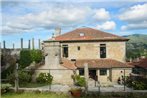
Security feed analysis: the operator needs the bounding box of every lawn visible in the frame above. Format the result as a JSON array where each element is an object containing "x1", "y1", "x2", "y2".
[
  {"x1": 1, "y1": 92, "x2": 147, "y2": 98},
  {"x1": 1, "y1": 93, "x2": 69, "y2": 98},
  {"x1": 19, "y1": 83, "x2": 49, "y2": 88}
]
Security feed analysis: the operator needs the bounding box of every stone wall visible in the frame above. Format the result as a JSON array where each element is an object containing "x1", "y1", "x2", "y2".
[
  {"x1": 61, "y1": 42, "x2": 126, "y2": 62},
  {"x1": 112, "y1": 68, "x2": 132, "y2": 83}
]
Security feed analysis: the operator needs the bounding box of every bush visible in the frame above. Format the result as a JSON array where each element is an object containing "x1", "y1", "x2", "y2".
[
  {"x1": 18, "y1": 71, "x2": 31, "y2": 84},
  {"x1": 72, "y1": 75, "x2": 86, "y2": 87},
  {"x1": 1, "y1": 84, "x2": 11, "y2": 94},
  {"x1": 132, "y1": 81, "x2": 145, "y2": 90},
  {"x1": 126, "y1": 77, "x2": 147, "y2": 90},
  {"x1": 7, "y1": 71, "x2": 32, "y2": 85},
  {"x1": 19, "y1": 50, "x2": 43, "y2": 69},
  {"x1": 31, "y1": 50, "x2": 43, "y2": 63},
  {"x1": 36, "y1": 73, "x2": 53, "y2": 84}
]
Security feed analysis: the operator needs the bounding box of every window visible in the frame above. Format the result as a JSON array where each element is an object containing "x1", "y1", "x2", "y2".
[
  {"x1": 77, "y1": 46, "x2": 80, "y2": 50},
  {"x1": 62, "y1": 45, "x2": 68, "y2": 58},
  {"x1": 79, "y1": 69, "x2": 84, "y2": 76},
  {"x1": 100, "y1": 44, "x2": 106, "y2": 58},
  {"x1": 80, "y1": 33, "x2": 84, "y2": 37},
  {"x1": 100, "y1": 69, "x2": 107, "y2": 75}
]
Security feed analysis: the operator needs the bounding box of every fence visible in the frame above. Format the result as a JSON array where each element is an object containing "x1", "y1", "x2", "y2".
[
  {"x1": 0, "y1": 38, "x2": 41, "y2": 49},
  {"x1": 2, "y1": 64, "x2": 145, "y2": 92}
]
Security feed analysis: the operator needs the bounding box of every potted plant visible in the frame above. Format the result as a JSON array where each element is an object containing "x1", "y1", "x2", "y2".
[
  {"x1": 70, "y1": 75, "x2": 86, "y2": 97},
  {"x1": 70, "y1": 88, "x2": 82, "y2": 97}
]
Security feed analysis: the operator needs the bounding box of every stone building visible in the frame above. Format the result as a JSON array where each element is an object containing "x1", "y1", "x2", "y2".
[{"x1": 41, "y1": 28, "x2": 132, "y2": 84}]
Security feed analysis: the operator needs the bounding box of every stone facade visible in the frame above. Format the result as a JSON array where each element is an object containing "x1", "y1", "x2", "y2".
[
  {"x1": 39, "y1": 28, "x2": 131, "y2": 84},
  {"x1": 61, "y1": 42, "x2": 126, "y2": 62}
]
● ● ● ●
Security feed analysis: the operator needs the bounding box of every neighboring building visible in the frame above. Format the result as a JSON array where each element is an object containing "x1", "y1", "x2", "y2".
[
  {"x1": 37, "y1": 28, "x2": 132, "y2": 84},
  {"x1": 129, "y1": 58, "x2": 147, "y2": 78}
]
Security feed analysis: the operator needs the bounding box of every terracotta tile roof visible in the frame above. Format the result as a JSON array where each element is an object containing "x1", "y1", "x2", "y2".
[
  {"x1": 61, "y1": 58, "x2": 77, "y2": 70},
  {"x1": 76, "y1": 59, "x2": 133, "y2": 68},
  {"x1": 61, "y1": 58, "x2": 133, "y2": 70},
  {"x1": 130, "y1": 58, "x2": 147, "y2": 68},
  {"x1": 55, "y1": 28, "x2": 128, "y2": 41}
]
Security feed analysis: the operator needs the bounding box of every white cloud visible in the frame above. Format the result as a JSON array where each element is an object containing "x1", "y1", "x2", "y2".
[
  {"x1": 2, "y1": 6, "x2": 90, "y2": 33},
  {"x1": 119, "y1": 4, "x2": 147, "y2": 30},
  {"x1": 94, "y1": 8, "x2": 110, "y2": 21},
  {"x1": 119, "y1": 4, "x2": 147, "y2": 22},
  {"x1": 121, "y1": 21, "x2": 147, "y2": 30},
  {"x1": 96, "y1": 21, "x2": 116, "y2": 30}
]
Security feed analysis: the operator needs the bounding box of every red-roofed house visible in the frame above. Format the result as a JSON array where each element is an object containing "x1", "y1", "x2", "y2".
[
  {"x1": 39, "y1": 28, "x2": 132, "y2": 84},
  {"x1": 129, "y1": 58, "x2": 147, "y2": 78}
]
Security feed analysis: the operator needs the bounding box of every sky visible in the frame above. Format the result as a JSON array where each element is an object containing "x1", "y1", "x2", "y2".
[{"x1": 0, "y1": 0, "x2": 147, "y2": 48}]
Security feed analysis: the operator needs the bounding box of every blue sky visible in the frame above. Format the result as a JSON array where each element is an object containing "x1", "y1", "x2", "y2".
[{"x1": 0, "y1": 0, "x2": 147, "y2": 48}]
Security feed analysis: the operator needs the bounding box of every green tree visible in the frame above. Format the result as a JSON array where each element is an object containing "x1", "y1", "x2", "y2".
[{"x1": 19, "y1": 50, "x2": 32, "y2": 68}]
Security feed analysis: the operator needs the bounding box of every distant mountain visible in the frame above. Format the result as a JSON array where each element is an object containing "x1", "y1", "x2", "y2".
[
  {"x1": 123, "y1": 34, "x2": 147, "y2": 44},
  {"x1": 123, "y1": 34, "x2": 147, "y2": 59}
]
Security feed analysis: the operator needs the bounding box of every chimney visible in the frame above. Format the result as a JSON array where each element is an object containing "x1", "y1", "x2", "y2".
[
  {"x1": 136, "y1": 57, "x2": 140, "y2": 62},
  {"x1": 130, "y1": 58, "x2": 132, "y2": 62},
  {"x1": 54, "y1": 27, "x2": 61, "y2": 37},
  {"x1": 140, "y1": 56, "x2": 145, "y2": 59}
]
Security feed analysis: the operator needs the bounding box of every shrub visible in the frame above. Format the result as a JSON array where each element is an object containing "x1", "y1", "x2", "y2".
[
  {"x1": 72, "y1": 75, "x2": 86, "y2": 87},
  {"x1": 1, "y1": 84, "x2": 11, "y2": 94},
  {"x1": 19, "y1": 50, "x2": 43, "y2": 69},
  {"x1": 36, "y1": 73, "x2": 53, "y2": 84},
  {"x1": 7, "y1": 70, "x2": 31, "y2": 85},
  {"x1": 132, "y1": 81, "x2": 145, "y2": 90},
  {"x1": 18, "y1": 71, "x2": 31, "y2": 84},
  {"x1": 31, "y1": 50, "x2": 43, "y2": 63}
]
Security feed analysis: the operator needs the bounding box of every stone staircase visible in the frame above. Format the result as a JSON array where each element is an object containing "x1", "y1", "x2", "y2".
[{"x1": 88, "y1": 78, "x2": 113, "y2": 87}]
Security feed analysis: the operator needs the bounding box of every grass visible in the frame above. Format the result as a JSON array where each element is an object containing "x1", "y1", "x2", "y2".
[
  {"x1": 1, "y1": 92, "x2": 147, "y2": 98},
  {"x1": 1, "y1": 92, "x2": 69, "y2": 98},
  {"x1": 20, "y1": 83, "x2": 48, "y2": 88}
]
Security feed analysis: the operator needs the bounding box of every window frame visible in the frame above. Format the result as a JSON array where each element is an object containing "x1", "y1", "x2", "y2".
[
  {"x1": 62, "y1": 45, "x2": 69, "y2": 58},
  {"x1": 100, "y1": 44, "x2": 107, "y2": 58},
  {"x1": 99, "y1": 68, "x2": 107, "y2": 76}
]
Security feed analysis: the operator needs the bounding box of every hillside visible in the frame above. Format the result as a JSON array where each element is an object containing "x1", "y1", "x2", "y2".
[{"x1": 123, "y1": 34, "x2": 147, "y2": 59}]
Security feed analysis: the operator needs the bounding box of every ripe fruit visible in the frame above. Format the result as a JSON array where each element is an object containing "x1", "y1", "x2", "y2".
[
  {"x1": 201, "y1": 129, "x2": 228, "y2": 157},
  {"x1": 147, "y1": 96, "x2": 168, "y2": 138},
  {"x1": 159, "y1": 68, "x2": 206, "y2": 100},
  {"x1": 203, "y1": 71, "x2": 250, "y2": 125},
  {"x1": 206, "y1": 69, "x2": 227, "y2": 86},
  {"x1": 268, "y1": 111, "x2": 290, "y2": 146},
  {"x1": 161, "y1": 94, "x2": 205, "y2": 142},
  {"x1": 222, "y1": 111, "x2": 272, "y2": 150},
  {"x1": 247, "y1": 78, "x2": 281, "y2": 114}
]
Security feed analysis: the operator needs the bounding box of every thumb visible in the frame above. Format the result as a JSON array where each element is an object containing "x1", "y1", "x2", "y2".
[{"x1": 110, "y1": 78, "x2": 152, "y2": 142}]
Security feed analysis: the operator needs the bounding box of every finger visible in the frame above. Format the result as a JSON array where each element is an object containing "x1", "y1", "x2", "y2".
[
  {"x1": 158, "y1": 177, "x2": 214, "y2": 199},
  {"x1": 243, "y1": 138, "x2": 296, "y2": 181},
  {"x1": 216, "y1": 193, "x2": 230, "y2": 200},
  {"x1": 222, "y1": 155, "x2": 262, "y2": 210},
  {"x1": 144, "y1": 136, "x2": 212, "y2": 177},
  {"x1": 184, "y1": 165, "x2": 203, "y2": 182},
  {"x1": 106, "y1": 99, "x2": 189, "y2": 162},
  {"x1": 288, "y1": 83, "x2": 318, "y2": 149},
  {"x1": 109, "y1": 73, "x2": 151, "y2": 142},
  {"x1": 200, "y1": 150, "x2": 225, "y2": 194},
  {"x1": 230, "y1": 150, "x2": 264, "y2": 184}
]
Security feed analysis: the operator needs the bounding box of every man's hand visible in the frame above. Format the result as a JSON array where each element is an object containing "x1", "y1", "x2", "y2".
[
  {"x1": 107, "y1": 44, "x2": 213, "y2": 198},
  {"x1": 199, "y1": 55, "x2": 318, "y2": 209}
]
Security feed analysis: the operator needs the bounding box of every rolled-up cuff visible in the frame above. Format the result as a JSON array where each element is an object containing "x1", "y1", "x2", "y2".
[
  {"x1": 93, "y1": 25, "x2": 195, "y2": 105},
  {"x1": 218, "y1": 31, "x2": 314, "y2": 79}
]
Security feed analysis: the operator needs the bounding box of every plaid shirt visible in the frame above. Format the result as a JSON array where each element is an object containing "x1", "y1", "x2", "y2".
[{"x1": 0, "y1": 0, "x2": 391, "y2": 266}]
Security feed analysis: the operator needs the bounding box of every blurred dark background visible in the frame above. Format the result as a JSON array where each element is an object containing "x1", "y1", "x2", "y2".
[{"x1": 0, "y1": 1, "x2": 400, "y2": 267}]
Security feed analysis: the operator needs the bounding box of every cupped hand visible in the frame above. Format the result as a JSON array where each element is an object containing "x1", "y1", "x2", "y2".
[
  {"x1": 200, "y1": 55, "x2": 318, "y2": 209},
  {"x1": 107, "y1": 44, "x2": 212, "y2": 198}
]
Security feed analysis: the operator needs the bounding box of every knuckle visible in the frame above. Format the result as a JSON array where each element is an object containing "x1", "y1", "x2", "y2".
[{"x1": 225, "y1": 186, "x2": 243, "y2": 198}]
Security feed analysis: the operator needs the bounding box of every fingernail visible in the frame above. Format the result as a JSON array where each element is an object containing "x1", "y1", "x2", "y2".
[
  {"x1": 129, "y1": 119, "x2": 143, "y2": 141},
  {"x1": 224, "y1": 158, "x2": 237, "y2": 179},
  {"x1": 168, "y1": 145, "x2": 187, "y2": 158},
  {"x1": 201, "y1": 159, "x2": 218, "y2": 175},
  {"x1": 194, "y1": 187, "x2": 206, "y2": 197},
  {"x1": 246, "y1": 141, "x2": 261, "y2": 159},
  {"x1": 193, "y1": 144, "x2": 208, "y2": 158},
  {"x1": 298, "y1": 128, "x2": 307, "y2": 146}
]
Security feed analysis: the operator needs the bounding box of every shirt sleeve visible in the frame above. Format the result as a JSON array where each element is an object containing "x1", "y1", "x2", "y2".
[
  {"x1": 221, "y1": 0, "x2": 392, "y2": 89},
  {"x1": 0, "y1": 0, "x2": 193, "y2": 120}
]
● ● ● ●
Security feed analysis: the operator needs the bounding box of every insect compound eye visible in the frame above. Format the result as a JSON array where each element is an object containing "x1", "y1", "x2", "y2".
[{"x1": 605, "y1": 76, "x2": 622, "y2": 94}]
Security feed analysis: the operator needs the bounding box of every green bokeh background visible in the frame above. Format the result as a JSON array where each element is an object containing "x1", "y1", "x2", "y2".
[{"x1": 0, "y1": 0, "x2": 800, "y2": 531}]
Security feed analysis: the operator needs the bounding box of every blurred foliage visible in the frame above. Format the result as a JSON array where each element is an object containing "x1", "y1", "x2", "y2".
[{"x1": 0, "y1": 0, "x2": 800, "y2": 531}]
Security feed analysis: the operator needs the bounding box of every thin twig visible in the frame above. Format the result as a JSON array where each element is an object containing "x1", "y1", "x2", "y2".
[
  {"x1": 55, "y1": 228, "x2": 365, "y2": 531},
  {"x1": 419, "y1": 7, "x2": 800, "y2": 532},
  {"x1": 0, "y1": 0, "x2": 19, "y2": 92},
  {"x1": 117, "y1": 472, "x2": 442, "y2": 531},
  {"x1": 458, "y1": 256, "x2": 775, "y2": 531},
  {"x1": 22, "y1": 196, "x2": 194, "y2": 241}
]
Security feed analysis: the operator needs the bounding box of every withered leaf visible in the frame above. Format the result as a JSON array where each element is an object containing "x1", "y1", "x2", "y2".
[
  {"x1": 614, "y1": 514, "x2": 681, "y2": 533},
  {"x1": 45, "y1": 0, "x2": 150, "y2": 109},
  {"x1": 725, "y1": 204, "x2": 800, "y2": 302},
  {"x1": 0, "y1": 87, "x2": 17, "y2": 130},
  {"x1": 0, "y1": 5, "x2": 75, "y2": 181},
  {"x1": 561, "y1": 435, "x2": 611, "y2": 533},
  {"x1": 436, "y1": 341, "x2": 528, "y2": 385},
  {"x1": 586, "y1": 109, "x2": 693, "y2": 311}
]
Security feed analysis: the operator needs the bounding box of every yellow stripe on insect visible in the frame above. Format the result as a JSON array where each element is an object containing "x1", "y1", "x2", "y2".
● ● ● ●
WORK TO BE COMPLETED: Convert the record lines above, from the line with "every blurred foliage" up to and including the line with "of every yellow", into a Markdown table with the columns Row and Line. Give each line a row number and leave out blank lines.

REPLY:
| Row | Line |
|---|---|
| 1 | Security feed analysis: the operator needs the bounding box of every blurred foliage visible in the frame above. Format the result as a JSON array where each element is an object containing "x1", "y1", "x2", "y2". |
| 2 | [{"x1": 0, "y1": 0, "x2": 800, "y2": 531}] |
| 3 | Security feed analysis: the operator needs the bounding box of every thin twig visible in the frame above. Format the result as a JSON array where each element is an object containing "x1", "y1", "x2", "y2". |
| 4 | [ |
| 5 |   {"x1": 55, "y1": 228, "x2": 365, "y2": 531}, |
| 6 |   {"x1": 419, "y1": 7, "x2": 800, "y2": 532}, |
| 7 |   {"x1": 0, "y1": 0, "x2": 19, "y2": 92}, |
| 8 |   {"x1": 117, "y1": 472, "x2": 442, "y2": 531}, |
| 9 |   {"x1": 458, "y1": 256, "x2": 775, "y2": 531}, |
| 10 |   {"x1": 22, "y1": 196, "x2": 194, "y2": 241} |
| 11 | ] |
| 12 | Security feed analysis: the operator needs the bounding box of every withered leaf visible in the frame above. Format the result as a JSON array where each element is an object containing "x1", "y1", "x2", "y2". |
| 13 | [ |
| 14 |   {"x1": 614, "y1": 514, "x2": 681, "y2": 533}, |
| 15 |   {"x1": 45, "y1": 0, "x2": 150, "y2": 109}, |
| 16 |   {"x1": 725, "y1": 204, "x2": 800, "y2": 302}, |
| 17 |   {"x1": 0, "y1": 87, "x2": 17, "y2": 130}, |
| 18 |   {"x1": 0, "y1": 5, "x2": 75, "y2": 181}, |
| 19 |   {"x1": 561, "y1": 435, "x2": 611, "y2": 533}, |
| 20 |   {"x1": 436, "y1": 341, "x2": 528, "y2": 385}, |
| 21 |   {"x1": 586, "y1": 109, "x2": 693, "y2": 311} |
| 22 | ] |
| 23 | Security feed analysis: the operator needs the bounding box of every yellow stripe on insect visible in the frame above. Format the result as a JSON array where each element is an object containing "x1", "y1", "x2", "y2". |